■ **TEXTE FOURNI**
+---+
Les corps de bâtiment en pierre de taille présentent un moyen appareil réglé (ailes sud-ouest et tour d’escalier). Les autres sont en moellons noyés dans du mortier.
Elévations
Le corps de bâtiment nord-est est ouvert côté rampe d’escalier par trois niveaux d’ouvertures segmentaires. La modénature règne avec les tours et souligne les différents niveaux : bandeau mouluré entre le soubassement et le rez-de-chaussée surélevé, entablement couronnant le premier étage.
Côté cour, l’escalier en vis, logé dans une tour polygonale, est éclairé par des fenêtres encadrées par des pilastres et surmontées d’un entablement à frise de caissons en pointe de diamant. L’allège des fenêtres est marquée par une table rectangulaire saillante. L’aile nord-ouest s’ouvre au rez-de-chaussée par une série d’arcades brisées desservant les anciennes écuries, à l’étage par des croisées à encadrement saillant mouluré. La façade postérieure, face à l’église paroissiale, présente un coffre de cheminée extérieur en encorbellement (qui a longtemps été confondu avec un carcan) en partie détruit.
+---+
■ **ENREGISTREMENTS DE DONNÉES**

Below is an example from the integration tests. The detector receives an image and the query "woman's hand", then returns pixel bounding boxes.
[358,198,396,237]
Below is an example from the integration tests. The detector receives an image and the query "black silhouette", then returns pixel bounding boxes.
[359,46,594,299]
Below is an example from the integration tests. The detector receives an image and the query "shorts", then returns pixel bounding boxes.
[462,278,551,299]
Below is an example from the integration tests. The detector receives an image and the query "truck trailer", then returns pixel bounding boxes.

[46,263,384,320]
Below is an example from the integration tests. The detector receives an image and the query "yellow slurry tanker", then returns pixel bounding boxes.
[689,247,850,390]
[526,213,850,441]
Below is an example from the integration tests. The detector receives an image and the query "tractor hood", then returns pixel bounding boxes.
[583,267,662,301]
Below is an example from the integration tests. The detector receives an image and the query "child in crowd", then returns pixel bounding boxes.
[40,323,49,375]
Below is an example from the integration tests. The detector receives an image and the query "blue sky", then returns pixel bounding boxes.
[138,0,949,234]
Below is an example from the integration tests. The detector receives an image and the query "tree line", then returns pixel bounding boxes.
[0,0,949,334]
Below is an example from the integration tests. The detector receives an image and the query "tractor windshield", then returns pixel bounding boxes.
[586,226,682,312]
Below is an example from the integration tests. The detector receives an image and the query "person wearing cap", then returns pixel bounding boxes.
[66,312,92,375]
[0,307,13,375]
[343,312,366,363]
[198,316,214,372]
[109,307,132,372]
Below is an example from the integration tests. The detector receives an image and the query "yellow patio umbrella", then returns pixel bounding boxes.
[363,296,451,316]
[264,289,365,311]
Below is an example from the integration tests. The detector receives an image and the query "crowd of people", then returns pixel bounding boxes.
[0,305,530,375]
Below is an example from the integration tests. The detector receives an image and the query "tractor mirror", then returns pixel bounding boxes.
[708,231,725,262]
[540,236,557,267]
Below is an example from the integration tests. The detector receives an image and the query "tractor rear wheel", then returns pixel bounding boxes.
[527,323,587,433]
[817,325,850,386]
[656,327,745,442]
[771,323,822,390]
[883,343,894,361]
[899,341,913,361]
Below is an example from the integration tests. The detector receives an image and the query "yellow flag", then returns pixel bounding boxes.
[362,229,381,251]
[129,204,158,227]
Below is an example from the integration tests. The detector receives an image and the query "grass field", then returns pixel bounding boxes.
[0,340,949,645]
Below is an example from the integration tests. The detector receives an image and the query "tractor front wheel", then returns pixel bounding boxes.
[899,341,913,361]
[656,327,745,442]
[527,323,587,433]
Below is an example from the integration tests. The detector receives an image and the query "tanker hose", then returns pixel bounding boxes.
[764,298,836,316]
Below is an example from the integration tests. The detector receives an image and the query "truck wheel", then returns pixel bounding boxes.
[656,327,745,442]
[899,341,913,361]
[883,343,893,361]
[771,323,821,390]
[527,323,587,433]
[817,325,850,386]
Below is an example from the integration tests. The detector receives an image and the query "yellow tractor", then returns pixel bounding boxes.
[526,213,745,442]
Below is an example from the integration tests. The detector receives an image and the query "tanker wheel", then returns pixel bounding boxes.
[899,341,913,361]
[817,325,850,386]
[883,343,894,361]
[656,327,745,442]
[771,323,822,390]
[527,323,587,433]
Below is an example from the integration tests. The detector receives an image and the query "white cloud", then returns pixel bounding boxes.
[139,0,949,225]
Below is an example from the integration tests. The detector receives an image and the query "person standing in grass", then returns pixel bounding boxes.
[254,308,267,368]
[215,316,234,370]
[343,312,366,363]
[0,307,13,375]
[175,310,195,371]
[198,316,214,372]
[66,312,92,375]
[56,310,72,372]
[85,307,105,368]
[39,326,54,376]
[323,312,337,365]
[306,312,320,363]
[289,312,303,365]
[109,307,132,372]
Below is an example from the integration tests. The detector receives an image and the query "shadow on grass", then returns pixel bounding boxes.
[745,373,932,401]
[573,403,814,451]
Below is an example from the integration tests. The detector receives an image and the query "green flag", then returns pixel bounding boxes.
+---+
■ **EXERCICES À TRAITER**
A. Répondez aux questions suivantes d'après la description architecturale :
(i) Quels corps de bâtiment présentent un moyen appareil réglé ?
(ii) Quel élément marque la limite entre le soubassement et le rez-de-chaussée surélevé ?
(iii) Que desservent les arcades brisées du rez-de-chaussée de l'aile nord-ouest ?
B. Poursuivez la description architecturale après sa dernière phrase.

■ **RÉSULTATS FINAUX**
A.
(i) Les ailes sud-ouest et la tour d'escalier.
(ii) Un bandeau mouluré.
(iii) Les anciennes écuries.

B.
Ouvrages de charpente
L’étage de l’aile sud-ouest est occupé par de grandes pièces d’habitation en enfilade couvertes de plafond en bois dont les poutres reposent sur des corbeaux à profil de goutte.
Distribution intérieure
La salle du rez-de-chaussée possède une cheminée monumentale à chapiteaux ioniques. Les murs sont recouverts d’une toile peinte en camaïeu de bleu datée de 1720. Les dessus-de-porte, également du 18e siècle, représentent des paysages de moulins (il s'agit probablement des moulins de la Dourbie, qui étaient la propriété de la famille de Gaulejac17).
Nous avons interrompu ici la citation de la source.